WHAT IS REQUIRED
Each line from the one containing "written like <point>481,901</point>." through the last line of the entries below is to be transcribed exactly. Nothing else belongs in the reply.
RECORDS PROVIDED below:
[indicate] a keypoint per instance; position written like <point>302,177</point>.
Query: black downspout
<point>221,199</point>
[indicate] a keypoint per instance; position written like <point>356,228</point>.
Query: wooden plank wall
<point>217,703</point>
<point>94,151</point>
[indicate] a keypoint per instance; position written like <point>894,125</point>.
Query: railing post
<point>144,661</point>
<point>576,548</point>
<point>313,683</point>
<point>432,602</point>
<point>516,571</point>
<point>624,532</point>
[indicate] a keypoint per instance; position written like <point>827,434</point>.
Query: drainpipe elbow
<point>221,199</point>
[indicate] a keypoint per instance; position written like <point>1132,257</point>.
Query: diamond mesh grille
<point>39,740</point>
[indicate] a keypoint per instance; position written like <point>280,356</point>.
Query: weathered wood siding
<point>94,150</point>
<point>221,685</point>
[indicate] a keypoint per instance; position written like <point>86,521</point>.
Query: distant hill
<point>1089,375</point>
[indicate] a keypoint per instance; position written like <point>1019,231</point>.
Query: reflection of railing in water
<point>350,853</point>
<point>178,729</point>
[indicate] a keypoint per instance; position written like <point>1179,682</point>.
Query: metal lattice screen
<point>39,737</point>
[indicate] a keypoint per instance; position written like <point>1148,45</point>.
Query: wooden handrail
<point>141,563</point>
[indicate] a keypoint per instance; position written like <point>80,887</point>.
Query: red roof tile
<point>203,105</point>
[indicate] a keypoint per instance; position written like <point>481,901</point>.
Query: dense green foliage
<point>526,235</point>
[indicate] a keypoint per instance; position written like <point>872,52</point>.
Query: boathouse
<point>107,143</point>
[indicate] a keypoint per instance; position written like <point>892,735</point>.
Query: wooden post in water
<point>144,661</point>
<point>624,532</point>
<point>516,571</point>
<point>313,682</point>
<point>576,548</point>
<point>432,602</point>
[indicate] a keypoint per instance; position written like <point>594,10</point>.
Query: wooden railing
End of RECORDS PROVIDED.
YOUR RESPONSE
[indicate] a keypoint per instance; position written like <point>481,901</point>.
Query: dense green foliage
<point>526,235</point>
[indicate] a keypoint per instance; position written like <point>872,52</point>.
Query: boathouse
<point>107,143</point>
[indicate] a keypoint per instance; position written like <point>892,735</point>.
Query: wooden post in water
<point>144,661</point>
<point>624,532</point>
<point>516,571</point>
<point>313,682</point>
<point>576,548</point>
<point>432,602</point>
[indicate] a keypoint per instance; position written like <point>594,10</point>.
Query: wooden railing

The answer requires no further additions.